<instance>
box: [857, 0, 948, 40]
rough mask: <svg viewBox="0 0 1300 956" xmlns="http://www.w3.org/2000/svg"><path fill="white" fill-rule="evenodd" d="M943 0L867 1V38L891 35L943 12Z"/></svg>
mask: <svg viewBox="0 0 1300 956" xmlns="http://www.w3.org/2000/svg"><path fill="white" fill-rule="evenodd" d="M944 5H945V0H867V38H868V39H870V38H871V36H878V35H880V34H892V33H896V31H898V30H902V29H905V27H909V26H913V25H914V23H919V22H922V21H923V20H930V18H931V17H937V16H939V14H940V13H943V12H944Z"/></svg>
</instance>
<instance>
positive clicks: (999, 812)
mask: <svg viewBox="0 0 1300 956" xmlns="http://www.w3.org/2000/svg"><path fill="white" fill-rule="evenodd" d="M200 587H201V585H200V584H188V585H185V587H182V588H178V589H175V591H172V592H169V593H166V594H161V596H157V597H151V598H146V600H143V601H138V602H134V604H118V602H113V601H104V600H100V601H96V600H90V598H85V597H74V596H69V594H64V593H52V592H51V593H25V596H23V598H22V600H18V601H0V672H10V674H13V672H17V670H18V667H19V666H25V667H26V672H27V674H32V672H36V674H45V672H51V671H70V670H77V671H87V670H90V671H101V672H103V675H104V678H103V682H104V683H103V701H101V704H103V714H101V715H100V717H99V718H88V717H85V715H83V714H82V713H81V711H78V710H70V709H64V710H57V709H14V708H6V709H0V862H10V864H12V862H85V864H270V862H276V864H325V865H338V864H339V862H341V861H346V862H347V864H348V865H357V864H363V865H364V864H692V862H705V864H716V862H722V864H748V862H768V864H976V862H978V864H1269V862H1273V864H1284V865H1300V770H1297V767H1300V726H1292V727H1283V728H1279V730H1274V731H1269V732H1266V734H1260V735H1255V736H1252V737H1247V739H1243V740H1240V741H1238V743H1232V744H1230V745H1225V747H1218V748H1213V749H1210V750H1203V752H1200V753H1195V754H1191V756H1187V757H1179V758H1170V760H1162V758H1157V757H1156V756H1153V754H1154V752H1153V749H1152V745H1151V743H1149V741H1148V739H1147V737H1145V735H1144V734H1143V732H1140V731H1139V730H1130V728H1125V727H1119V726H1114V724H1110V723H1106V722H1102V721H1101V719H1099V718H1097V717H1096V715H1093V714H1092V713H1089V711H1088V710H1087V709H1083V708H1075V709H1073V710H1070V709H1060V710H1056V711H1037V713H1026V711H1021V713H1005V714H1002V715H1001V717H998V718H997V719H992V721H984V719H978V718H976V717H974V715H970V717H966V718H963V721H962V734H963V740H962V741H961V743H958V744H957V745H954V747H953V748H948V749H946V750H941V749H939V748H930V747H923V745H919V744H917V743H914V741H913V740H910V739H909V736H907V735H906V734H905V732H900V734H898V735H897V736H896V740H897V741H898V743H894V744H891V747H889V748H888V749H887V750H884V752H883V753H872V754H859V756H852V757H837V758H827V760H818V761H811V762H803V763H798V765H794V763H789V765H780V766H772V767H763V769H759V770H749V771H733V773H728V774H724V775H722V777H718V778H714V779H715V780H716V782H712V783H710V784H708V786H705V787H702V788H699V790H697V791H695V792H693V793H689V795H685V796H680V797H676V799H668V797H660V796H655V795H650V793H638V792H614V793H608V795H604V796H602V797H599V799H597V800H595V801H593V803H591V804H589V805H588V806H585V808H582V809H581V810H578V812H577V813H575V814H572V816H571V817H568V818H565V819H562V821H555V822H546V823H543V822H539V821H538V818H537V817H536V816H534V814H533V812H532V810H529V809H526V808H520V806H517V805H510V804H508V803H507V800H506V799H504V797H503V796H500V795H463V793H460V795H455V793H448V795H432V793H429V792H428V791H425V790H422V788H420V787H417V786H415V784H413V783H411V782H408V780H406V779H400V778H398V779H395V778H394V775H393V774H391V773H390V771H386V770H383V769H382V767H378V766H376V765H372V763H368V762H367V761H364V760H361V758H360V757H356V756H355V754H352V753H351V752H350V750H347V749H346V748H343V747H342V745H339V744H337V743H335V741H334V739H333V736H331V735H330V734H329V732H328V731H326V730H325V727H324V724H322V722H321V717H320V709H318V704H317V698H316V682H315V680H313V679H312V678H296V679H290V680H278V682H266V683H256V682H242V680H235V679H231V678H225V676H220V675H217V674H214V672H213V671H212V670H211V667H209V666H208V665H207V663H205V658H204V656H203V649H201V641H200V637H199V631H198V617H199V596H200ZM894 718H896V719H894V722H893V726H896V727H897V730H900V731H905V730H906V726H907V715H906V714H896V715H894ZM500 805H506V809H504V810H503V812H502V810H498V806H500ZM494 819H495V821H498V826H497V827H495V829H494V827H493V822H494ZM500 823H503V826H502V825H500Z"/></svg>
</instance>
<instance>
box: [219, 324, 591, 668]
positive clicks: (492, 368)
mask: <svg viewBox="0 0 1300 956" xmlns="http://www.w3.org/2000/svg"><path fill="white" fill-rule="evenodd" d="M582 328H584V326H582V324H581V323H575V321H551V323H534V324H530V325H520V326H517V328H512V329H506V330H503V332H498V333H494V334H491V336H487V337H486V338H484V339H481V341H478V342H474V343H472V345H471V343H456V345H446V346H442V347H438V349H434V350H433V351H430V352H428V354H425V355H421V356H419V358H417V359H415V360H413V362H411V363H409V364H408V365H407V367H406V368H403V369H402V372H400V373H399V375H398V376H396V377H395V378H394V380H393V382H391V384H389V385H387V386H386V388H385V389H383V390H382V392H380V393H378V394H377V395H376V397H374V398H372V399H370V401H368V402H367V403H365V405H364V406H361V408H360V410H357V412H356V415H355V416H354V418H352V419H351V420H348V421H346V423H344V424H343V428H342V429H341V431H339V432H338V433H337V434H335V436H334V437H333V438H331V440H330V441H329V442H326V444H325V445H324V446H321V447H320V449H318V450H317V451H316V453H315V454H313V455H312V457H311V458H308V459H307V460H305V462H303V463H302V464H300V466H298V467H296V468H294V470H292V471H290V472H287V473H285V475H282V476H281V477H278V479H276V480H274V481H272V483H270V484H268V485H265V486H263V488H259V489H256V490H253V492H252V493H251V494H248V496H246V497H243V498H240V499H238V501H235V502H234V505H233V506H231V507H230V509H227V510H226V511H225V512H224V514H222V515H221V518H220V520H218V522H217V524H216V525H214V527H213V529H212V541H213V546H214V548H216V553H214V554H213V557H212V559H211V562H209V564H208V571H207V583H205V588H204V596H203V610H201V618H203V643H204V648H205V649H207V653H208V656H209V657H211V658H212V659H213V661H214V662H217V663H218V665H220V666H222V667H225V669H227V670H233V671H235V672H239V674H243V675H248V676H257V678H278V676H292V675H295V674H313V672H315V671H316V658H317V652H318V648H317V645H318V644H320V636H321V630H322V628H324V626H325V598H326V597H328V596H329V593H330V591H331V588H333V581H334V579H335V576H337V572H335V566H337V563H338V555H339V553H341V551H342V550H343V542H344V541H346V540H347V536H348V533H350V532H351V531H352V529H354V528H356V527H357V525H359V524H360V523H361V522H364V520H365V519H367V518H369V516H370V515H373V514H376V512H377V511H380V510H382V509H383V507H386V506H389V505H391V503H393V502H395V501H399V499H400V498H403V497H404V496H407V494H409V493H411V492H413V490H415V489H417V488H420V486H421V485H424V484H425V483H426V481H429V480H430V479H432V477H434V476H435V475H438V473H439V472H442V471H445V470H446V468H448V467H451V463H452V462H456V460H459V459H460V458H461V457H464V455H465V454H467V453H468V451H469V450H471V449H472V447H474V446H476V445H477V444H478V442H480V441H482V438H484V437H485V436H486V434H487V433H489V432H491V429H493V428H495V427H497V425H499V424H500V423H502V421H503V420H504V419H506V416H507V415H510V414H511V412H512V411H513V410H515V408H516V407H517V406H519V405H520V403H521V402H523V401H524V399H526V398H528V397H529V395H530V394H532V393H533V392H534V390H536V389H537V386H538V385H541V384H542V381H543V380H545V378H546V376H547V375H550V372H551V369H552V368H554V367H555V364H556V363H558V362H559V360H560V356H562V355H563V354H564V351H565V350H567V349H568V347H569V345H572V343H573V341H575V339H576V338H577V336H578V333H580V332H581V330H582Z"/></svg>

▸ **Problem to solve**:
All lines of the records above with the word "clicks" in them are to be copied.

▸ **Response below**:
positive clicks: (999, 812)
positive clicks: (492, 368)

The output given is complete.